EXERCISE TASK = Copy the material below word for word, from its very first line down to and including the line that contains "538 239 766 352".

Items from a data source

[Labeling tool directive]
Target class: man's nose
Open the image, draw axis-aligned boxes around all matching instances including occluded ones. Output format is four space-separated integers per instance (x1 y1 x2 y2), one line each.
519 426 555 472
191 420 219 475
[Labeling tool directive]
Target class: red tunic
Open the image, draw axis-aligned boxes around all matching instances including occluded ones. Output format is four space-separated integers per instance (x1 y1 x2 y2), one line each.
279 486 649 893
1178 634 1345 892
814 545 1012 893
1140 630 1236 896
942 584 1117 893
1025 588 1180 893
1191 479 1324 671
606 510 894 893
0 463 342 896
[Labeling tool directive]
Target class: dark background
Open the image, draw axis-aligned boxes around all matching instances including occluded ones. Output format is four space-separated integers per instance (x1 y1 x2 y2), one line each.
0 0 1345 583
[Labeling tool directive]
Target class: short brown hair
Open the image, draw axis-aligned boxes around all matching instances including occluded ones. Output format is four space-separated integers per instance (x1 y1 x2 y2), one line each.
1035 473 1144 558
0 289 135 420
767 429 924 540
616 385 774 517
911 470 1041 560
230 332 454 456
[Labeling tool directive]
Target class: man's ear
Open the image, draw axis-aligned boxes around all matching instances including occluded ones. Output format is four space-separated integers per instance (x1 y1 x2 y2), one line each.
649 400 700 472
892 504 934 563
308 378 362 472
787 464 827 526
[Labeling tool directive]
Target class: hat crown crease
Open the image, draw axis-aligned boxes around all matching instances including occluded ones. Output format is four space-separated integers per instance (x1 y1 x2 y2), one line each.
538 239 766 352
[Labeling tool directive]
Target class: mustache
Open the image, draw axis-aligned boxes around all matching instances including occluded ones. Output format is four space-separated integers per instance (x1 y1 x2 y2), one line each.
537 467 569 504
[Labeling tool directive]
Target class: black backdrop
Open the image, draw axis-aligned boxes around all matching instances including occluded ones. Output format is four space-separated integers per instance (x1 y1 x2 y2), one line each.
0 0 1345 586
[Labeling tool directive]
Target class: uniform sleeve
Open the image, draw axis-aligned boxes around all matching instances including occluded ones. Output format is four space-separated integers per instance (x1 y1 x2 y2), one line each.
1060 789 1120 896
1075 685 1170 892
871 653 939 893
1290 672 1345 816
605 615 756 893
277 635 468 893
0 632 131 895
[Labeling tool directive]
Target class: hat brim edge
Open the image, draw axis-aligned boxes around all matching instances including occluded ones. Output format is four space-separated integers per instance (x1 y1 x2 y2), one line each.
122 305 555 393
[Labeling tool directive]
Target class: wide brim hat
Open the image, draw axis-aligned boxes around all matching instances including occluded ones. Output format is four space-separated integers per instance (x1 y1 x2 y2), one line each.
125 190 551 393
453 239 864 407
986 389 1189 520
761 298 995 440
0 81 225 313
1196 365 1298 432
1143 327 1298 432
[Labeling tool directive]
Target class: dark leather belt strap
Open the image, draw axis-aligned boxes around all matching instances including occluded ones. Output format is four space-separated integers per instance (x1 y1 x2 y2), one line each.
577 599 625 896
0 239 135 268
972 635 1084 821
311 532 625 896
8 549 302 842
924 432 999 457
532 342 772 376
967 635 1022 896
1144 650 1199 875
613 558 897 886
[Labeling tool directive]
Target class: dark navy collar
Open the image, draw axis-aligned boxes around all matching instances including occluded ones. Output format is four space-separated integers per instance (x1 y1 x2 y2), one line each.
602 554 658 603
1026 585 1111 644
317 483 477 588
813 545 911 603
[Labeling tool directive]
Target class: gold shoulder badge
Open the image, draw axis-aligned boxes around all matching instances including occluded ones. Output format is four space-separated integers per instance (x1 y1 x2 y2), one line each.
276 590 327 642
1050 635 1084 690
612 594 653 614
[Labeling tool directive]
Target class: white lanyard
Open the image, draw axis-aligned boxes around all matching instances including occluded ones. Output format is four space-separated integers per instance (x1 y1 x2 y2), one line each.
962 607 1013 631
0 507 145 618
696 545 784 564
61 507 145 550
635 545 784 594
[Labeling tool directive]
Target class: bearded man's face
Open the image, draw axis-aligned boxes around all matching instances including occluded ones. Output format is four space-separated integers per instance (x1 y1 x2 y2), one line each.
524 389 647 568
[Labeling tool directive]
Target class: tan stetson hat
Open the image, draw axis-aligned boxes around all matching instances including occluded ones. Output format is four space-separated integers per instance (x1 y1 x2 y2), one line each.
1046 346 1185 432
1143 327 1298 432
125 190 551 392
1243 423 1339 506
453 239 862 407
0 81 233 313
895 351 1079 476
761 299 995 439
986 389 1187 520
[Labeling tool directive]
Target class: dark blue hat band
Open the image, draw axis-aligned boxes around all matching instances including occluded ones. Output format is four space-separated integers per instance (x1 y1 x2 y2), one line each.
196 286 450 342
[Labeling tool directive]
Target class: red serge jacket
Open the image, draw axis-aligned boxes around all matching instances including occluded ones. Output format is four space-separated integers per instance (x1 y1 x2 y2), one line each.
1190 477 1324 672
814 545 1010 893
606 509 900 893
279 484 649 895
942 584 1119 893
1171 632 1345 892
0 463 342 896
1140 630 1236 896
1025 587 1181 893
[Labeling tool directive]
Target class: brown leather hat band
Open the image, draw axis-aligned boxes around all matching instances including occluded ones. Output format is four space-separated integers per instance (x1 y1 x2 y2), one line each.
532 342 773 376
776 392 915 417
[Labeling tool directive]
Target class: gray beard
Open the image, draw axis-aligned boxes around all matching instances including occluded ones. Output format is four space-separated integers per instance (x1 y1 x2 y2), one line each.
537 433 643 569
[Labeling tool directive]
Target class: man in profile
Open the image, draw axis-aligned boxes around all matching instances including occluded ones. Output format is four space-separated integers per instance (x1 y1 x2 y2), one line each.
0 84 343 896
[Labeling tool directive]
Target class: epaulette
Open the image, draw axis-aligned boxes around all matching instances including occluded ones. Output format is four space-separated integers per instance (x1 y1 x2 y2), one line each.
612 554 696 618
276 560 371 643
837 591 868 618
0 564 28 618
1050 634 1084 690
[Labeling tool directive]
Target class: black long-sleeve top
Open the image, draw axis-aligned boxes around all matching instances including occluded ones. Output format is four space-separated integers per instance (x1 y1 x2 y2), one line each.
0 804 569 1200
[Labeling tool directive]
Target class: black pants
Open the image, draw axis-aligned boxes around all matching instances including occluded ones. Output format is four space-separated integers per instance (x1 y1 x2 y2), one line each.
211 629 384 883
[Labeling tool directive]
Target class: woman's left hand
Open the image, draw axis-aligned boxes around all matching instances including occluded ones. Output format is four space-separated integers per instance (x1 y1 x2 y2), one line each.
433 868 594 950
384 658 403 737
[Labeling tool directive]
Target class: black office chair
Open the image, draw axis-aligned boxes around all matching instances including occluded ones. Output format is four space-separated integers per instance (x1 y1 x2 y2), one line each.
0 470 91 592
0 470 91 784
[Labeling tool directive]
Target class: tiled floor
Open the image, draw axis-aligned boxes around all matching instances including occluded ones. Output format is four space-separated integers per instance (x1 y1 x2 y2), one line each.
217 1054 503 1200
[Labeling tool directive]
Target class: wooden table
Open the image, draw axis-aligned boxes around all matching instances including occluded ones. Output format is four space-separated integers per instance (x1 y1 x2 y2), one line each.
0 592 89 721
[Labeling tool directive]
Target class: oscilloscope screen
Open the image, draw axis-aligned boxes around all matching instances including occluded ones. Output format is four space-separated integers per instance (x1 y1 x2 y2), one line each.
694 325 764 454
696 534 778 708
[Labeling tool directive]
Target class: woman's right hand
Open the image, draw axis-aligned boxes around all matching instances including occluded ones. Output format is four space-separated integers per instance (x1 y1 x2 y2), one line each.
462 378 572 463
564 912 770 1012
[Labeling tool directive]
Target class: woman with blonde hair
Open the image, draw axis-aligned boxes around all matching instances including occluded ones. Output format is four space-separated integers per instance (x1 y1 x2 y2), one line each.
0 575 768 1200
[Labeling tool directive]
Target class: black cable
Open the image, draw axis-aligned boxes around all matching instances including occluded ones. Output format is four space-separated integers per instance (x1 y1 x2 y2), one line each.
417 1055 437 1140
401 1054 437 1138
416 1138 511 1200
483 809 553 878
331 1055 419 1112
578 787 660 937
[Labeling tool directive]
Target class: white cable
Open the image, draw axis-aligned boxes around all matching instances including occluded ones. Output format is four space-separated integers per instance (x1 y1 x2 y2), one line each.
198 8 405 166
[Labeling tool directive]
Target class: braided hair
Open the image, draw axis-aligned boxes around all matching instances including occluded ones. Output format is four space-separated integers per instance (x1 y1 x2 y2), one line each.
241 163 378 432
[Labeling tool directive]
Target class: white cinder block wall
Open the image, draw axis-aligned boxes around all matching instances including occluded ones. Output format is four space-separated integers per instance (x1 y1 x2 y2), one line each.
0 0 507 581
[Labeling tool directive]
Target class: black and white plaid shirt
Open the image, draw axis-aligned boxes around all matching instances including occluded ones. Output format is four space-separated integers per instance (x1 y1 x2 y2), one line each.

WRITTEN REPLY =
[Labeling tool directive]
Target class: man's nose
Open the image, draw axis-aligned boxes around all matching instances including occluded ones. Output format is four space-separated integers per instance (x1 y1 x2 y2), one line each.
519 426 555 472
191 420 219 475
[Labeling tool directive]
Target class: red tunic
Open the image, draw axis-aligned boxes around all matching instances including occluded ones. Output format is four space-separated integers per instance (x1 y1 x2 y2), one line each.
279 486 649 893
1178 634 1345 892
814 545 1012 893
1140 630 1236 896
942 584 1117 893
1025 588 1180 893
1191 479 1324 671
606 510 894 893
0 463 342 896
[Labeling tool directive]
Target class: dark background
Open the image, draw axis-aligned boxes around all matching instances including occluded ones. Output format is four space-separated integers per instance (x1 y1 x2 y2), one line each.
0 0 1345 583
[Labeling tool directive]
Target class: short brown hair
Open the image, draw axis-aligned boxes around all matching instances including occluded ones. Output format is four space-separated integers per instance (x1 y1 x2 y2), one line each.
1035 473 1144 558
0 289 135 420
767 429 924 540
616 385 774 517
911 470 1041 560
230 332 454 456
[Labeling tool directive]
Target class: man's ear
Open the image, draw axis-aligned boxes around all matching instances including occluded ones. Output format is four space-separated integers per instance (x1 y1 x2 y2), one line each.
649 400 700 472
892 504 934 563
308 378 362 472
787 464 827 526
[Labeling tool directive]
Target class: hat crown crease
Open the image, draw axis-aligned boxes around all matching instances including occluded ones. Output format is four space-separated integers per instance (x1 y1 x2 y2), one line each.
538 239 766 352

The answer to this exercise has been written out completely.